■ **Text section**:
** begin **
Weather is a familiar metaphor for challenges, particularly about change. Greco-Roman gods deployed storms and lightning to intervene in human events. The Bible has God punishing and rewarding by means of weather. Shakespeare puts storms to extraordinarily good use in Hamlet, The Tempest, and King Lear (Should we rechristen him the Bard of bad weather?). Even the word commonly used for terrible weather conditions derives from the Latin root for sympathy: “inclement” literally means to be intemperate, harsh or unmerciful.

But it isn’t only a metaphor; weather exerts an insidious effect on mood itself. The popular composer Harold Arlen wrote many songs relating mood to weather, including Stormy Weather, When the Sun Comes Out, Ill Wind and Come Rain or Come Shine.

Links to Ella Fitzgerald, who makes these songs come alive for me, were unfortunately not available for most of these particular songs, but here’s a link to another Arlen tune with lyrics by the great Johnny Mercer.

Zen Buddhists poetically describe negative feelings as clouds passing before the sun. The sun is still there (we can still get sunburn through clouds, UV rays being impervious to the haze) but the clouds make it difficult to appreciate; soon we forget that it exists at all, identifying with the gloom. (A friend tweets that he is nostalgically remembering sun). Transient feelings thus become reified states of mind.
** end **
■ **Short problem A**: From the passage on weather and mood, set down the text starting with "But it isn’t" and going on through "great Johnny Mercer.".
■ **Short problem B**: Name every Harold Arlen song that the passage on weather and mood lists by title.

■ **Dataset rows**:
** begin **
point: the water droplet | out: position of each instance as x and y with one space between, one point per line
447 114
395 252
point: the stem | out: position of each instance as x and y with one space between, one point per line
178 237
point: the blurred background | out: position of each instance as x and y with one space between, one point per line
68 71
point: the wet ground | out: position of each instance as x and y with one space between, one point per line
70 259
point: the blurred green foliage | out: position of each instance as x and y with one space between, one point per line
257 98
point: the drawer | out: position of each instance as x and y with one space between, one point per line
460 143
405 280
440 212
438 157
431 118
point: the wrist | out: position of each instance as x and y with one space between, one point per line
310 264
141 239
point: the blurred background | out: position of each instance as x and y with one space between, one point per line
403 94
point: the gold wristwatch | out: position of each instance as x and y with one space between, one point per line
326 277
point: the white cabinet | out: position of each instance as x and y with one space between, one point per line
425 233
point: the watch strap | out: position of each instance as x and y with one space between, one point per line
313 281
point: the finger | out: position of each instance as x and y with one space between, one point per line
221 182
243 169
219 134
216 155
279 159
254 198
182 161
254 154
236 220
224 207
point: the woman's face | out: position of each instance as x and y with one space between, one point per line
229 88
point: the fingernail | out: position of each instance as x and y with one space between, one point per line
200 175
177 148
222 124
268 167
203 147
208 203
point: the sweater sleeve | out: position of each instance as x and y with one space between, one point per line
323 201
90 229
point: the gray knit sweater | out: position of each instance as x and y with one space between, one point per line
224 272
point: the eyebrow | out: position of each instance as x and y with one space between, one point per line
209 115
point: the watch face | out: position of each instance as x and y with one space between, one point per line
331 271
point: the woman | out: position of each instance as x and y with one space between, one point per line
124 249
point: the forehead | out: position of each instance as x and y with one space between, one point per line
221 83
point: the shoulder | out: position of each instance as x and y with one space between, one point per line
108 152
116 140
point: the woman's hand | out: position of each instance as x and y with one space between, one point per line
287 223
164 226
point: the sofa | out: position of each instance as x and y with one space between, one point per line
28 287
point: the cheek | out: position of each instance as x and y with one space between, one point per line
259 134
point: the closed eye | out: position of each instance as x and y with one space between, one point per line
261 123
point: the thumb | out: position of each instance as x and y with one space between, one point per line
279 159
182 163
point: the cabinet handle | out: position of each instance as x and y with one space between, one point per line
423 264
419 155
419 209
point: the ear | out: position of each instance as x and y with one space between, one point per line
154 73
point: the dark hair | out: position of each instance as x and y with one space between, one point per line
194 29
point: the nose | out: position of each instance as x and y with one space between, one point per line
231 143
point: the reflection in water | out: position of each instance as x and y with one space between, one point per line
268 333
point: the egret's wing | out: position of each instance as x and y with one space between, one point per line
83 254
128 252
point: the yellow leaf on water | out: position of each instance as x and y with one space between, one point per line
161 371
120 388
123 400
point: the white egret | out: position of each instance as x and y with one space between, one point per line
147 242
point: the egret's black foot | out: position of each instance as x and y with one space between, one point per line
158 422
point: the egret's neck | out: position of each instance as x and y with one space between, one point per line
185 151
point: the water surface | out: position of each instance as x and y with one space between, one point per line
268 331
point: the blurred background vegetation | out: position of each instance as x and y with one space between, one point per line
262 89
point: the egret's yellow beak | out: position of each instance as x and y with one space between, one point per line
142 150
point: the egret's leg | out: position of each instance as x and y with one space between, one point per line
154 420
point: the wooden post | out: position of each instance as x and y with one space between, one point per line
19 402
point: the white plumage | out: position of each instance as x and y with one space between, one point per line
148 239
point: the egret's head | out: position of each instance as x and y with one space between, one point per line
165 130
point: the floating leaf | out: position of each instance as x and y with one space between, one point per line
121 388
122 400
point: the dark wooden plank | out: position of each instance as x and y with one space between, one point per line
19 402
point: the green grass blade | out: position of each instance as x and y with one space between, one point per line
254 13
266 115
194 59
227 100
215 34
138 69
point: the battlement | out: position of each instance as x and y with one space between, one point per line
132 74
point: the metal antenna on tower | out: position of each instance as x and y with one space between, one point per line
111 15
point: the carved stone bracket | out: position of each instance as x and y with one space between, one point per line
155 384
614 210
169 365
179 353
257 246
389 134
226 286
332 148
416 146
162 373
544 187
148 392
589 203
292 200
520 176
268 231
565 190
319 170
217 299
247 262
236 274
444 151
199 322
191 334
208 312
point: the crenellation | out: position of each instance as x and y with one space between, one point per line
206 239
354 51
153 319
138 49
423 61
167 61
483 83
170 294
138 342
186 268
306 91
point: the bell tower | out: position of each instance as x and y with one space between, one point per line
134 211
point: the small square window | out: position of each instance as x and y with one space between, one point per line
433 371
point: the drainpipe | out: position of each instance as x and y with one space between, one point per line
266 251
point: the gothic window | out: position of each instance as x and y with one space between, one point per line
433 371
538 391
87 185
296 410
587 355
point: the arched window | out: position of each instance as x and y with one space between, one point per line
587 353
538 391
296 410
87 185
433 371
** end **
■ **Correct response A**:
But it isn’t only a metaphor; weather exerts an insidious effect on mood itself. The popular composer Harold Arlen wrote many songs relating mood to weather, including Stormy Weather, When the Sun Comes Out, Ill Wind and Come Rain or Come Shine.

Links to Ella Fitzgerald, who makes these songs come alive for me, were unfortunately not available for most of these particular songs, but here’s a link to another Arlen tune with lyrics by the great Johnny Mercer.

■ **Correct response B**: Stormy Weather, When the Sun Comes Out, Ill Wind, Come Rain or Come Shine